● Selected text:
Tom Reed

Personal information
- Nationality: British (English)
- Born: 29 January 1986 (age 40) Devizes, England
- Occupation: Judoka
- Height: 5 ft 10 in (178 cm)

Sport
- Country: England
- Sport: Judo
- Weight class: –81 kg

Achievements and titles
- World Champ.: R64 (2010)
- European Champ.: R64 (2011)
- Commonwealth Games: (2014)

Medal record
Men's judo
Representing Great Britain
IJF Grand Prix
| Gold medal – first place | 2013 Miami | –81 kg |
European U23 Championships
| Silver medal – second place | 2007 Salzburg | –81 kg |
| Bronze medal – third place | 2006 Moscow | –73 kg |
Representing England
Commonwealth Games
| Silver medal – second place | 2014 Glasgow | –81 kg |

Profile at external databases
- IJF: 1915
- JudoInside.com: 22684

= Tom Reed (judoka) =

British judoka

Thomas David Reed (born 29 January 1986) is a British judoka.

● Entries shown:

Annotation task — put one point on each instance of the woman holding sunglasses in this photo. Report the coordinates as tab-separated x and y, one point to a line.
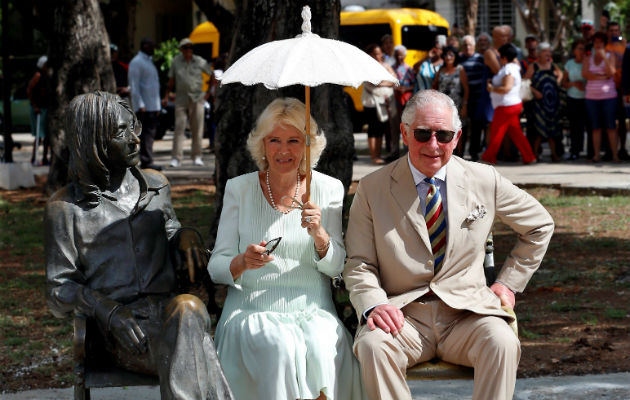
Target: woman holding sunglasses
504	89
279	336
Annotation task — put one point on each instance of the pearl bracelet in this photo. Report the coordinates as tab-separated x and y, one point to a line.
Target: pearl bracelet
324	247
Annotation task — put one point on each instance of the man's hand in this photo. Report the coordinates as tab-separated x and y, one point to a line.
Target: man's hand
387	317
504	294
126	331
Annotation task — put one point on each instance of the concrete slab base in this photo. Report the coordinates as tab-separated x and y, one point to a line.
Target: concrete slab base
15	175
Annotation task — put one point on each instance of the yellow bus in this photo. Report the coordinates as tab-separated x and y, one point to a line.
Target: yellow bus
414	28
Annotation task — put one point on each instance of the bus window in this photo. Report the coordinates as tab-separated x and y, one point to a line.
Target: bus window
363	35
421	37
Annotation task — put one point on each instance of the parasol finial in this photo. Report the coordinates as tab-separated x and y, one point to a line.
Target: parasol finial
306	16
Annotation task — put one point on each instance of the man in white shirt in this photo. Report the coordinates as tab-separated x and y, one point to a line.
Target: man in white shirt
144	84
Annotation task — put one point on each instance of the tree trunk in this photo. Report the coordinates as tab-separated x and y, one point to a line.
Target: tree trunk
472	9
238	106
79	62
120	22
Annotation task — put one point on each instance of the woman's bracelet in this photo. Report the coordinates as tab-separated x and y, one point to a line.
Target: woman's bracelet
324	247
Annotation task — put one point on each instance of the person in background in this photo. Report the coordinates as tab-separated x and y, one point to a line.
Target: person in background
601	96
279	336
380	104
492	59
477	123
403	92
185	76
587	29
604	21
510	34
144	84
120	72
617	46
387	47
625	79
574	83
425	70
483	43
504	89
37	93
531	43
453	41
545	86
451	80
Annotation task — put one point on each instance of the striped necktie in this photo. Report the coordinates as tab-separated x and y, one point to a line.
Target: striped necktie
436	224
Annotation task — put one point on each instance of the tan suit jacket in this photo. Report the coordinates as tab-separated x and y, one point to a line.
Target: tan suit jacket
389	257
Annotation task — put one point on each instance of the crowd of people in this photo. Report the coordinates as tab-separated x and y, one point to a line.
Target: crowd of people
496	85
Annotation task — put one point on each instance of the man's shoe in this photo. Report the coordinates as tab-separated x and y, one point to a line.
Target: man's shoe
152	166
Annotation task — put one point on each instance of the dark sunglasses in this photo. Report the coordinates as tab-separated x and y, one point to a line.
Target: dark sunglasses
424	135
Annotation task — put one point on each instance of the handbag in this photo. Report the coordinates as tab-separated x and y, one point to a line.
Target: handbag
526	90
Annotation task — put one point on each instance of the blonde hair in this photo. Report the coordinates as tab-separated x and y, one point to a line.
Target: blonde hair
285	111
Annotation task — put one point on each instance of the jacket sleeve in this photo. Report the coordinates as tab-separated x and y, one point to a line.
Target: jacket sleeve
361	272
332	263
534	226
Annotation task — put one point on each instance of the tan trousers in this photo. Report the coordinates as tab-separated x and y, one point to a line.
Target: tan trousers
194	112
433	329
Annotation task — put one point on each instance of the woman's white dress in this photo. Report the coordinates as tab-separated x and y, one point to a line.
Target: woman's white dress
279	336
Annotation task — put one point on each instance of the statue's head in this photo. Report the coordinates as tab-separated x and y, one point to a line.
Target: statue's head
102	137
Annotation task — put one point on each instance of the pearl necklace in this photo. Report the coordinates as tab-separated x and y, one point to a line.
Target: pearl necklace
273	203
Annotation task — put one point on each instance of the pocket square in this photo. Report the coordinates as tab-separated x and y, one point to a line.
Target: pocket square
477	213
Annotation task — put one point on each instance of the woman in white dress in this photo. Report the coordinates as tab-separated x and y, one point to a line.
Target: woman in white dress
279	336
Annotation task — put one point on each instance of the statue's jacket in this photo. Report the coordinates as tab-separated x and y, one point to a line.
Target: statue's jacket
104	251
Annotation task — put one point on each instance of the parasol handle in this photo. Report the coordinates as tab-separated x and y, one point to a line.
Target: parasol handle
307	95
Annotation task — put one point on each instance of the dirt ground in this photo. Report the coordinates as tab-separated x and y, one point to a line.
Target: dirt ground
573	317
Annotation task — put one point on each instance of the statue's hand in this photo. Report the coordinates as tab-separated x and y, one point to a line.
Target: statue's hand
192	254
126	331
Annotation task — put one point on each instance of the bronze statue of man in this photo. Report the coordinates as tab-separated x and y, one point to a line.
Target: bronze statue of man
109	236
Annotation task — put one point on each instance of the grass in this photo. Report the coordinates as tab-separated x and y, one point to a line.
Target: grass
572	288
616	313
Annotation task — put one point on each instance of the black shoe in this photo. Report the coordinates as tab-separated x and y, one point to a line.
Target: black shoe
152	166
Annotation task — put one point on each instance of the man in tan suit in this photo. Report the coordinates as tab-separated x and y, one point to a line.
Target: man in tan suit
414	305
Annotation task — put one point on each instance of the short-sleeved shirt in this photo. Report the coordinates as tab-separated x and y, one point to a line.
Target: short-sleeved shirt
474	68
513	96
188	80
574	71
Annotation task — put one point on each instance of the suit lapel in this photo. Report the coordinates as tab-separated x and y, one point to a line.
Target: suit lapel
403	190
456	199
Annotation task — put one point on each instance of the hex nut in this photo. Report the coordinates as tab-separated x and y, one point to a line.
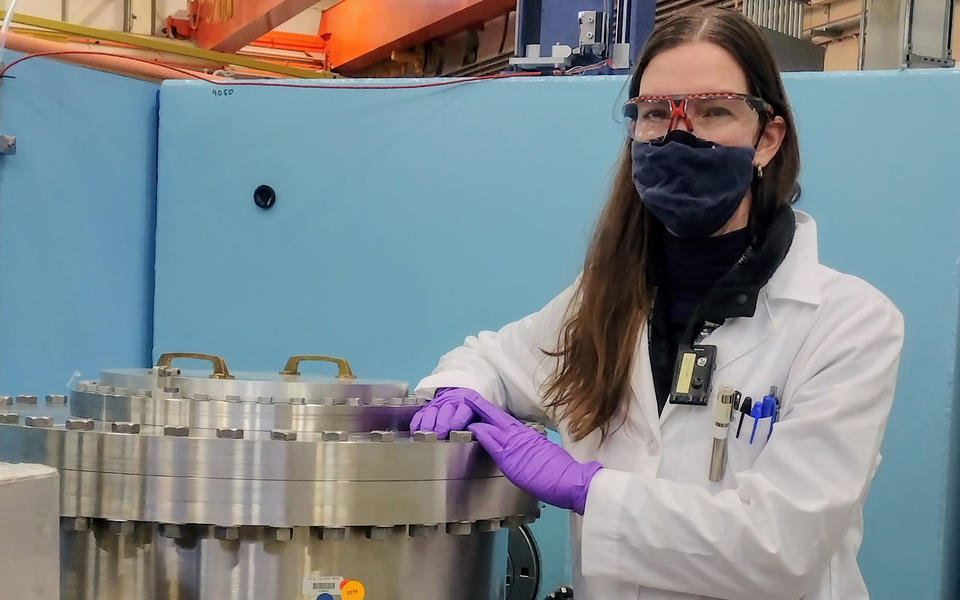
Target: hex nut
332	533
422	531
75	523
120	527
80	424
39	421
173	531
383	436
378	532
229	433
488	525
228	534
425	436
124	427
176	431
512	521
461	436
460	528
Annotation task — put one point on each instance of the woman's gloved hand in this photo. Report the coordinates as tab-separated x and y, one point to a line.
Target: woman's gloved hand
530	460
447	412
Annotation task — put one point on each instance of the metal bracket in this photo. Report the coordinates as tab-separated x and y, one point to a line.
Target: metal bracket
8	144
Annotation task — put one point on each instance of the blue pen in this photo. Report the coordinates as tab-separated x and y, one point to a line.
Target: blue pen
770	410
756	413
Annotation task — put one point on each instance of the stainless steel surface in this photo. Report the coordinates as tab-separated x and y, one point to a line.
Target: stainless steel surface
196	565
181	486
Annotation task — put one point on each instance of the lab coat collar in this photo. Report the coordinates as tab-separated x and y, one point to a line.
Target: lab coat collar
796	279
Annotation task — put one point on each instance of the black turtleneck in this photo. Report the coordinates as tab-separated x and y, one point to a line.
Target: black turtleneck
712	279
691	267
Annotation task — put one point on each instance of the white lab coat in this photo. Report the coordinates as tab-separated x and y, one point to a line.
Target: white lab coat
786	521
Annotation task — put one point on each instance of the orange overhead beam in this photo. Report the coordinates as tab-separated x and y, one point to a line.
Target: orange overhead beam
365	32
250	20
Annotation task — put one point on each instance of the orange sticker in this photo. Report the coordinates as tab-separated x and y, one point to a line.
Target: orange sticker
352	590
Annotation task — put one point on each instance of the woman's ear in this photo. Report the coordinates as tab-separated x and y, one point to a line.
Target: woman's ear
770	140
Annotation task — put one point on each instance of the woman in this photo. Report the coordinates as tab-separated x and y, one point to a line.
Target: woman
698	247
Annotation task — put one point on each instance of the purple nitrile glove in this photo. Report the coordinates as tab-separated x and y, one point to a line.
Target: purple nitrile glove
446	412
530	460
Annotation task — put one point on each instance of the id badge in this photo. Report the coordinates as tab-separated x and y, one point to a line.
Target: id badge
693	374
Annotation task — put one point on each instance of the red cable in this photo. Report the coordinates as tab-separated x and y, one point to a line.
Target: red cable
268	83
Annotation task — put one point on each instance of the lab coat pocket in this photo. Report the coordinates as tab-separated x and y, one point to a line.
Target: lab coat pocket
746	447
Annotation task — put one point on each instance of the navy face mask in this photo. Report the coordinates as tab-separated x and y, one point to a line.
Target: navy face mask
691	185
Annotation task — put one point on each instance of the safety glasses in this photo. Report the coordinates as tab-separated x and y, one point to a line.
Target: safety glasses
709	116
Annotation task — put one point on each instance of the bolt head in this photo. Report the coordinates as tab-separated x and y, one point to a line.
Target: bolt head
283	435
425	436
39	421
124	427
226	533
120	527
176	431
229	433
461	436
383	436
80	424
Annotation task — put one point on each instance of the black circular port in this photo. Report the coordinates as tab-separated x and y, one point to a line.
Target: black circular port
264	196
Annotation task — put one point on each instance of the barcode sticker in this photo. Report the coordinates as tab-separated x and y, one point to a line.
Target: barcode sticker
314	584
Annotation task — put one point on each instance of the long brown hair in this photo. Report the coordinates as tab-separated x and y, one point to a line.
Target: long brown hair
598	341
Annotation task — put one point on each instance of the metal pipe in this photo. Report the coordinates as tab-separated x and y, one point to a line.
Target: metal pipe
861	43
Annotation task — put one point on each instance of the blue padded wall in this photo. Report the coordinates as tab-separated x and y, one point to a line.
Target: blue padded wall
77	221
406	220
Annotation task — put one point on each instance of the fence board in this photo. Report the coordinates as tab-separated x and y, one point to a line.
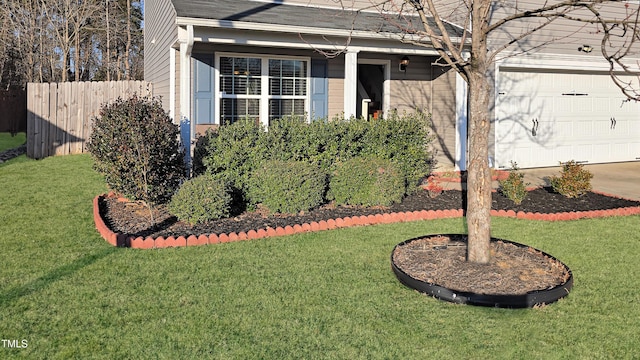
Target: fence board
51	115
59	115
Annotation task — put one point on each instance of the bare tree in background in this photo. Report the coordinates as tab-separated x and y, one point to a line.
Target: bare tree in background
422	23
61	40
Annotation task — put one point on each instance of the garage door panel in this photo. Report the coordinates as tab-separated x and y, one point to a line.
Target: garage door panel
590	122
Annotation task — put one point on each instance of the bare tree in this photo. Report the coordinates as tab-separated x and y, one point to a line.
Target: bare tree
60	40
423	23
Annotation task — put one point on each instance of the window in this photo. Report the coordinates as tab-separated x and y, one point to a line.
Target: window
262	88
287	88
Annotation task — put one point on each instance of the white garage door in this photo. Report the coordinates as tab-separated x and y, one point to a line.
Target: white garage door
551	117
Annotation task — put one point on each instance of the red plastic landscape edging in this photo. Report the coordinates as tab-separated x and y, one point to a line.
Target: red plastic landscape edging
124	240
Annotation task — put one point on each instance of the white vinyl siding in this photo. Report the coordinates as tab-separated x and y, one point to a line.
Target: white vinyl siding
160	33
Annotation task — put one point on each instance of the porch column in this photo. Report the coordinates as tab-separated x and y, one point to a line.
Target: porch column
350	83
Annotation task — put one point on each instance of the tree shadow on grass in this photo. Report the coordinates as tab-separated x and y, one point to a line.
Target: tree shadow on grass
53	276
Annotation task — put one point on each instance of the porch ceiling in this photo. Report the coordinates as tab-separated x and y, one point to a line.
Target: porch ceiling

● Complete the following:
• a. Give again the part of the Tom Reed profile starting with "Personal information" and going on through "in (178 cm)".
• b. In which city did Tom Reed win his Commonwealth Games silver medal, according to the Tom Reed profile?

● Expected outputs:
• a.
Personal information
- Nationality: British (English)
- Born: 29 January 1986 (age 40) Devizes, England
- Occupation: Judoka
- Height: 5 ft 10 in (178 cm)

• b. Glasgow